— WHAT THE EXERCISE ASKS —
All of the entries need to be written out again, exactly as they are.

(Point labeling examples)
------------------------------------
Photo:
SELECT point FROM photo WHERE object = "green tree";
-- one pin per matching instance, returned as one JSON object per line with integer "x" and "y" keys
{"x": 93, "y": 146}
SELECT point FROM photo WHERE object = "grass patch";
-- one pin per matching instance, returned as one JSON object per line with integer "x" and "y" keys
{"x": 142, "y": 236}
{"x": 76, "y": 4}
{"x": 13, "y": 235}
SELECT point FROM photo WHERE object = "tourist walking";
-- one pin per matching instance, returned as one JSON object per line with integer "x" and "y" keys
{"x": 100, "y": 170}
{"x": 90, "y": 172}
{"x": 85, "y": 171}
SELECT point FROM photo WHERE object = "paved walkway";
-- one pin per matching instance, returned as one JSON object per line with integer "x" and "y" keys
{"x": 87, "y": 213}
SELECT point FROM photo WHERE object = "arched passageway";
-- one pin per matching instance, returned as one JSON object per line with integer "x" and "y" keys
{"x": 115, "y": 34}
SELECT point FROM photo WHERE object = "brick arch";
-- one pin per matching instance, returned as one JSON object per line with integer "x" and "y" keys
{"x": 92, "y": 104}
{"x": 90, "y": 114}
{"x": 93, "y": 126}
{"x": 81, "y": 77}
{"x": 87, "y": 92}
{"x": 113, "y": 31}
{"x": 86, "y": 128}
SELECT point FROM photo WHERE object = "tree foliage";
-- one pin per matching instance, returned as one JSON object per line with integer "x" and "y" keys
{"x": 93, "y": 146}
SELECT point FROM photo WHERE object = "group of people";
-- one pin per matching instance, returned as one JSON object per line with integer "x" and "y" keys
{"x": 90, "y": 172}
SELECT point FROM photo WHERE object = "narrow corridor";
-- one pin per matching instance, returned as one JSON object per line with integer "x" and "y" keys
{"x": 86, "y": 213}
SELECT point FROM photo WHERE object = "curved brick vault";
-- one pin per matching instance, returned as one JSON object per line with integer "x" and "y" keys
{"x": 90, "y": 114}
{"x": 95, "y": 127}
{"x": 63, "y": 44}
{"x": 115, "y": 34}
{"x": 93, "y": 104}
------------------------------------
— CORRECT RESULT —
Photo:
SELECT point FROM photo WHERE object = "green tree";
-- one pin per matching instance, returned as one JSON object per line with integer "x" and "y" keys
{"x": 93, "y": 146}
SELECT point FROM photo WHERE object = "grass patch";
-- one pin per matching instance, returned as one JSON object per line with integer "x" and "y" keys
{"x": 142, "y": 236}
{"x": 76, "y": 4}
{"x": 13, "y": 235}
SELECT point FROM photo WHERE object = "tourist walking";
-- one pin per matching instance, returned as one JSON object per line with integer "x" and "y" keys
{"x": 100, "y": 170}
{"x": 90, "y": 172}
{"x": 85, "y": 171}
SELECT point FROM photo WHERE object = "paved walkway";
-- one pin per matching instance, returned as one JSON object per line with integer "x" and "y" keys
{"x": 87, "y": 213}
SELECT point FROM photo WHERE object = "arched passageway";
-- one pin per matching instance, returned as one JSON object per line with integer "x" and "y" keys
{"x": 115, "y": 34}
SELECT point FROM photo WHERE object = "brick arch";
-- one pin per matching instance, returned as one JSON object per line with integer "x" and "y" keys
{"x": 92, "y": 104}
{"x": 90, "y": 114}
{"x": 93, "y": 126}
{"x": 81, "y": 77}
{"x": 87, "y": 92}
{"x": 113, "y": 31}
{"x": 86, "y": 128}
SELECT point FROM photo WHERE object = "tree foliage";
-- one pin per matching instance, returned as one JSON object per line with integer "x" and "y" keys
{"x": 93, "y": 146}
SELECT point FROM photo WHERE object = "group of people";
-- one pin per matching instance, returned as one JSON object per line with integer "x" and "y" keys
{"x": 90, "y": 172}
SELECT point FROM photo WHERE object = "narrow corridor";
-- one pin per matching instance, returned as one JSON object per line with integer "x" and "y" keys
{"x": 86, "y": 213}
SELECT point FROM photo WHERE object = "curved brick vault";
-- one pin per matching instance, returned as one JSON object per line with integer "x" and "y" keys
{"x": 90, "y": 114}
{"x": 95, "y": 127}
{"x": 63, "y": 44}
{"x": 115, "y": 34}
{"x": 93, "y": 104}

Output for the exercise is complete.